> **EXTRAIT DE PAGE**:
- - - - -

Le Développement des Nations selon Acemoglu et Robinson

Daron Acemoglu est un économiste du MIT et James A Robinson à l'université de Chicago. Ils publient en 2012 "Raison des défaillances des nations". C'est l'occasion d'expliquer pourquoi certains pays restent sous développés alors que d'autres se sont développé. 

Ils revoient l'évolution historique des institutions et le développement dans le cadre de l'histoire économique mondiale. Les institutions sont selon eux la principale source de différence entre les nations: le Congo est plus riche en ressource naturelles que la Suisse. Une ville frontière entre deux pays comme Nogales à des niveaux de salaires moyens et de crime très différents de part et d'autre d'un mur frontière qui sépare les parties Mexicaine et Américaine de la ville. 

Dans leur étude du développement économique et politique, ils distinguent deux types d'institutions:

  • extractives: privilèges, absolutisme, servage, esclavage
  • inclusives: état de droit, parlementarisme, démocratie, droit de propriété
L'éducation et le progrès technologique sont souvent interdits par les systèmes extractifs. Ils bloquent les changement de l'ordre établi pour éviter toute remise en question ou poussée revendicative.

Les Aztecs: plus extractifs que les Espagnols?



Eléments d'histoire

  • Venise: entre le 10e et le 13e siècle, la république de Venise est inclusive, de jeunes armateurs prennent des risquent et partagent les bénéfices du commerce avec leurs contributeurs financiers. L'élection du Doge et le conseil sont accessibles aux nouveaux riches, le grand conseil devient héréditaire en 1297 et Venise se transforme en musée dans les deux siècles qui suivent.
  • Rome: la république est égalitaire en 500 av JC. Elle entre en crise alors que la classe patricienne se détache de la plèbe, avec des tribuns populistes en 150 av JC, l'agitation continue et est résolue 100 ans plus tard avec la période impériale commençant avec César et Auguste.
  • Divergence de Servage en Europe de l'Ouest et de L'Est: l'époque féodale introduit le servage dans toute l'Europe. Au 14e siècle, la peste bubonique tue plus de la moitié de la population, ce qui change les rapports de forces. Les serfs en Angleterre et en Europe de l'Ouest verront leur liberté augmenter. On observe la meme chose, puis un mouvement inverse en Europe de l'Est, où les corvées et restrictions des serfs augmentent tout du long du 15e et 16e siècle. Si il y a des chocs historiques comme la peste communs, il n'y a pas de déterminisme historique, des aiguillage critiques qui guident l'évolution constatée a posteriori.

- - - - -

> **DONNÉES ENREGISTRÉES**:
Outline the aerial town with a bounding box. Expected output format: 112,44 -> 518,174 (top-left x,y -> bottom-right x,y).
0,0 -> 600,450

- - - - -

> **CONSIGNE**: Recopiez sans rien changer le passage de l'extrait sur le développement des nations, de « Eléments d'histoire » jusqu'à « César et Auguste. » inclus.

> **RÉPONSE**:
Eléments d'histoire

  • Venise: entre le 10e et le 13e siècle, la république de Venise est inclusive, de jeunes armateurs prennent des risquent et partagent les bénéfices du commerce avec leurs contributeurs financiers. L'élection du Doge et le conseil sont accessibles aux nouveaux riches, le grand conseil devient héréditaire en 1297 et Venise se transforme en musée dans les deux siècles qui suivent.
  • Rome: la république est égalitaire en 500 av JC. Elle entre en crise alors que la classe patricienne se détache de la plèbe, avec des tribuns populistes en 150 av JC, l'agitation continue et est résolue 100 ans plus tard avec la période impériale commençant avec César et Auguste.